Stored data
____________________
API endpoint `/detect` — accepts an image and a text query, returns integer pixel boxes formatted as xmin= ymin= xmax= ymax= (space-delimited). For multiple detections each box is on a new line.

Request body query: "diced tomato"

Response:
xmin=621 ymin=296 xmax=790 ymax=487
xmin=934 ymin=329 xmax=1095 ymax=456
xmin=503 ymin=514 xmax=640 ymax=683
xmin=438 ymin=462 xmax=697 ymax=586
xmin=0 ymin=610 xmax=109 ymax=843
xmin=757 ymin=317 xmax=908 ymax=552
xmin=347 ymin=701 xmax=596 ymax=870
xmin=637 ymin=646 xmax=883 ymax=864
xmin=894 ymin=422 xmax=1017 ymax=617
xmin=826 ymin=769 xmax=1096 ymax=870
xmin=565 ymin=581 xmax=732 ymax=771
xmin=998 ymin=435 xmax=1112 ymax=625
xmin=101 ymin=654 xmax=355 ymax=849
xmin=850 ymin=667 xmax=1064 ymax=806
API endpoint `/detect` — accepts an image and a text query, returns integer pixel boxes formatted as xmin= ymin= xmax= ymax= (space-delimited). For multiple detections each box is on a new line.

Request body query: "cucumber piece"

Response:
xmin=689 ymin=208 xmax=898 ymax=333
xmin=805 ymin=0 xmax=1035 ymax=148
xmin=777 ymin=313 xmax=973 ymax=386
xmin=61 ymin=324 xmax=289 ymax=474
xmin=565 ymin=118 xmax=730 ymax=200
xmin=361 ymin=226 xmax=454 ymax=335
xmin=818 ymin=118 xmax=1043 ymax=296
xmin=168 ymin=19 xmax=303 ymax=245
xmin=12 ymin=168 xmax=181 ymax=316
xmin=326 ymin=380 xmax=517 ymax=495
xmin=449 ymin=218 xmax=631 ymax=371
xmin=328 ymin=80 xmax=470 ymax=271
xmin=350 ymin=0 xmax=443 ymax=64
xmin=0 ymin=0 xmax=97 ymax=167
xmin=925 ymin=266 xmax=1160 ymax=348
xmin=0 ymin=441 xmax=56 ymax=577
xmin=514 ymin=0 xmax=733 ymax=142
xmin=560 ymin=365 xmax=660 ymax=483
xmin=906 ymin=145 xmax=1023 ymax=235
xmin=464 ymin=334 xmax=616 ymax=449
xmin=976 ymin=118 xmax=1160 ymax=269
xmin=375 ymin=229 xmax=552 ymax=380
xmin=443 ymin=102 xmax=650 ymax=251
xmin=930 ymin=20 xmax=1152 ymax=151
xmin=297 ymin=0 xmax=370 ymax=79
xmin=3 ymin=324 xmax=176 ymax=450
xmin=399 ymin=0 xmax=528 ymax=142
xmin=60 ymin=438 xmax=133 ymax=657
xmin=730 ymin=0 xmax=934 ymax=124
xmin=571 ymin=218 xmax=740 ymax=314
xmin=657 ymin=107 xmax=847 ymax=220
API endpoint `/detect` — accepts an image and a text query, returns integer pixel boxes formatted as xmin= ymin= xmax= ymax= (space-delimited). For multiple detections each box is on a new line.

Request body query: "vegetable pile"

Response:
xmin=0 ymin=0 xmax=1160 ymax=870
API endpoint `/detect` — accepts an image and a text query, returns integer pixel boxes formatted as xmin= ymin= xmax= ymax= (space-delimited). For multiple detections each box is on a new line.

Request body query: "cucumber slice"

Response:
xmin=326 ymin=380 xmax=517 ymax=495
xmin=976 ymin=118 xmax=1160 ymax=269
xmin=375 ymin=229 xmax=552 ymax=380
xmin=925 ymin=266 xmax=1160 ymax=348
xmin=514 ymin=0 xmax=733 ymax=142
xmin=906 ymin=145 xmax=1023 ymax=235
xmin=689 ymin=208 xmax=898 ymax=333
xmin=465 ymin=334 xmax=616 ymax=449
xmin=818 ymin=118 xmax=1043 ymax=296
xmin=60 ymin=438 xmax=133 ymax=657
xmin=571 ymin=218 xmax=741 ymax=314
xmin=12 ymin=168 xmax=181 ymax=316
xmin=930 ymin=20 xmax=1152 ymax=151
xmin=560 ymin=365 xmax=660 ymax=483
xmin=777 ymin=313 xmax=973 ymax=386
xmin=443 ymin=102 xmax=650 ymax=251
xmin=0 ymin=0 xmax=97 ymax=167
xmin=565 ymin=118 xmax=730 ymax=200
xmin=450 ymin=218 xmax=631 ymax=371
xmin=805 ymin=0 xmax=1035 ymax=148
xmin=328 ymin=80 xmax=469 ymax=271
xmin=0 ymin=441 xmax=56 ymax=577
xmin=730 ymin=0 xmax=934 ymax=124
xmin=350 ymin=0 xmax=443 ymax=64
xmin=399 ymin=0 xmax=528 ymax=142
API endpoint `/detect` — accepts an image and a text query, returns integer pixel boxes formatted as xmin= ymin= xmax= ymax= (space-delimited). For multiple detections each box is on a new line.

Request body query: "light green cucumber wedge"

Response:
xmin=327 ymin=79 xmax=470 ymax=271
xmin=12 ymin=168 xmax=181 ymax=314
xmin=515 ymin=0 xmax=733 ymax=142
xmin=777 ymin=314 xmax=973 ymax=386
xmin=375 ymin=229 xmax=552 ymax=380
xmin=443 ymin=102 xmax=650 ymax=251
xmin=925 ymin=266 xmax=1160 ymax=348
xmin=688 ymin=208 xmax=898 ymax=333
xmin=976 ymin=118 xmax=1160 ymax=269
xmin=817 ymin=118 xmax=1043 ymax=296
____________________
• **Problem details**: Reproduce the listing shown above in its entirety, exactly.

• **Expected answer**:
API endpoint `/detect` — accepts an image and a text query, returns integer pixel boxes formatted as xmin= ymin= xmax= ymax= (space-delimited). For multiple detections each box is on a new line.

Request body query: "diced tomato"

Response:
xmin=621 ymin=296 xmax=790 ymax=487
xmin=934 ymin=329 xmax=1095 ymax=456
xmin=503 ymin=514 xmax=640 ymax=683
xmin=438 ymin=462 xmax=697 ymax=586
xmin=0 ymin=610 xmax=109 ymax=843
xmin=757 ymin=317 xmax=908 ymax=552
xmin=347 ymin=701 xmax=596 ymax=870
xmin=637 ymin=646 xmax=883 ymax=864
xmin=894 ymin=422 xmax=1017 ymax=617
xmin=826 ymin=769 xmax=1096 ymax=870
xmin=565 ymin=581 xmax=732 ymax=771
xmin=998 ymin=435 xmax=1112 ymax=625
xmin=101 ymin=654 xmax=355 ymax=849
xmin=850 ymin=667 xmax=1064 ymax=806
API endpoint `/detect` — accepts an image and a text query, returns integer pixel boxes formatted as xmin= ymin= xmax= ymax= (space-delimited). For multiple detections each box is on a new line.

Request body query: "cucumber piece"

Response:
xmin=689 ymin=208 xmax=898 ymax=333
xmin=805 ymin=0 xmax=1035 ymax=148
xmin=777 ymin=313 xmax=973 ymax=386
xmin=61 ymin=324 xmax=289 ymax=474
xmin=565 ymin=118 xmax=730 ymax=200
xmin=361 ymin=226 xmax=454 ymax=335
xmin=818 ymin=118 xmax=1043 ymax=296
xmin=168 ymin=19 xmax=303 ymax=245
xmin=12 ymin=168 xmax=181 ymax=316
xmin=326 ymin=380 xmax=517 ymax=495
xmin=449 ymin=218 xmax=631 ymax=371
xmin=328 ymin=80 xmax=470 ymax=271
xmin=350 ymin=0 xmax=443 ymax=64
xmin=0 ymin=0 xmax=97 ymax=167
xmin=925 ymin=266 xmax=1160 ymax=348
xmin=0 ymin=441 xmax=56 ymax=577
xmin=514 ymin=0 xmax=733 ymax=142
xmin=560 ymin=365 xmax=660 ymax=483
xmin=906 ymin=145 xmax=1023 ymax=235
xmin=464 ymin=334 xmax=616 ymax=449
xmin=976 ymin=118 xmax=1160 ymax=269
xmin=375 ymin=229 xmax=552 ymax=380
xmin=443 ymin=102 xmax=650 ymax=251
xmin=930 ymin=20 xmax=1152 ymax=151
xmin=297 ymin=0 xmax=370 ymax=79
xmin=3 ymin=324 xmax=176 ymax=450
xmin=399 ymin=0 xmax=528 ymax=142
xmin=60 ymin=438 xmax=133 ymax=657
xmin=730 ymin=0 xmax=934 ymax=124
xmin=571 ymin=218 xmax=740 ymax=314
xmin=657 ymin=107 xmax=847 ymax=220
API endpoint `/detect` — accepts an image and a text query, returns integer pixel boxes formatted as xmin= ymin= xmax= ymax= (space-delimited). For multiple detections each box is on a new line.

Request body query: "vegetable pile"

Response:
xmin=0 ymin=0 xmax=1160 ymax=870
API endpoint `/detect` — accepts an image and a text query, returns integer pixel boxes formatted as xmin= ymin= xmax= ymax= (space-delimited). For multiple detections each box is on a new line.

Request body query: "cucumber slice"

Response:
xmin=326 ymin=380 xmax=517 ymax=495
xmin=976 ymin=118 xmax=1160 ymax=269
xmin=375 ymin=229 xmax=552 ymax=380
xmin=925 ymin=266 xmax=1160 ymax=348
xmin=514 ymin=0 xmax=733 ymax=142
xmin=906 ymin=145 xmax=1023 ymax=235
xmin=689 ymin=208 xmax=898 ymax=333
xmin=465 ymin=334 xmax=616 ymax=449
xmin=818 ymin=118 xmax=1043 ymax=296
xmin=60 ymin=438 xmax=133 ymax=657
xmin=571 ymin=218 xmax=741 ymax=314
xmin=12 ymin=168 xmax=181 ymax=316
xmin=930 ymin=20 xmax=1152 ymax=151
xmin=560 ymin=365 xmax=660 ymax=483
xmin=777 ymin=313 xmax=973 ymax=386
xmin=443 ymin=102 xmax=650 ymax=251
xmin=0 ymin=0 xmax=97 ymax=167
xmin=565 ymin=118 xmax=730 ymax=200
xmin=450 ymin=218 xmax=631 ymax=371
xmin=805 ymin=0 xmax=1035 ymax=148
xmin=328 ymin=80 xmax=469 ymax=271
xmin=0 ymin=441 xmax=56 ymax=577
xmin=730 ymin=0 xmax=934 ymax=124
xmin=350 ymin=0 xmax=443 ymax=64
xmin=399 ymin=0 xmax=528 ymax=142
API endpoint `/detect` — accepts an image and a text query, returns integer pixel boxes formatted as xmin= ymin= xmax= ymax= (space-delimited). For multiple detections each box is on a new line.

Request body query: "light green cucumber wedge"

Response:
xmin=327 ymin=79 xmax=470 ymax=271
xmin=12 ymin=168 xmax=181 ymax=314
xmin=515 ymin=0 xmax=733 ymax=142
xmin=777 ymin=314 xmax=973 ymax=386
xmin=375 ymin=229 xmax=552 ymax=380
xmin=443 ymin=102 xmax=650 ymax=251
xmin=925 ymin=266 xmax=1160 ymax=348
xmin=688 ymin=208 xmax=898 ymax=333
xmin=976 ymin=118 xmax=1160 ymax=269
xmin=817 ymin=118 xmax=1043 ymax=296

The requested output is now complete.